- Exercise instructions: Write out the entries below once more, exactly.

___ Entries shown ___

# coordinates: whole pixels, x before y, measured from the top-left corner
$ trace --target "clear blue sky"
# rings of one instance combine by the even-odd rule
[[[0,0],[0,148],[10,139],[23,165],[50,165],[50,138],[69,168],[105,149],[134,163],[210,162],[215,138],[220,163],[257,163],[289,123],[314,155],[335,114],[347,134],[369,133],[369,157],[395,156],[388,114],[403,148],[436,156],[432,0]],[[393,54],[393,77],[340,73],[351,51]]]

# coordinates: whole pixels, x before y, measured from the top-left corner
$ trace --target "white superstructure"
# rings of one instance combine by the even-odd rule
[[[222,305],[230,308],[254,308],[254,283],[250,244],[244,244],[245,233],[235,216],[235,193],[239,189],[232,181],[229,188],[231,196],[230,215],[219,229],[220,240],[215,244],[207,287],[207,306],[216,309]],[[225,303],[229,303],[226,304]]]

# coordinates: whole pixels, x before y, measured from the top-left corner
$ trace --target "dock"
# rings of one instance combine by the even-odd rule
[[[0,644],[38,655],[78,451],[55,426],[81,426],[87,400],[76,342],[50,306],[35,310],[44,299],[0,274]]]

___

- Exercise answer:
# coordinates: whole pixels, x before y, measured from the top-left corner
$ trace --target "clear blue sky"
# rings of one instance combine by the even-odd rule
[[[0,0],[0,148],[10,139],[23,165],[50,165],[50,138],[69,168],[105,149],[134,163],[210,162],[215,138],[220,163],[257,163],[289,123],[314,155],[335,114],[347,134],[369,133],[369,157],[395,156],[388,114],[403,148],[436,156],[432,0]],[[393,54],[393,77],[340,73],[351,51]]]

# coordinates: whole pixels, x before y, measured from the top-left corner
$ trace --target "white superstructure"
# rings of one instance combine by the even-odd rule
[[[222,305],[230,308],[254,308],[254,283],[250,244],[244,244],[245,233],[235,216],[235,193],[239,189],[232,181],[229,188],[231,196],[230,215],[219,229],[220,240],[215,244],[207,287],[207,306],[216,309]],[[225,303],[229,303],[226,304]]]

# coordinates: whole pixels, x before y, measured from the top-left corner
$ trace --target "dock"
# rings of one instance combine by the even-odd rule
[[[0,644],[38,655],[78,451],[55,426],[81,426],[87,400],[76,342],[50,306],[35,310],[44,299],[0,274]]]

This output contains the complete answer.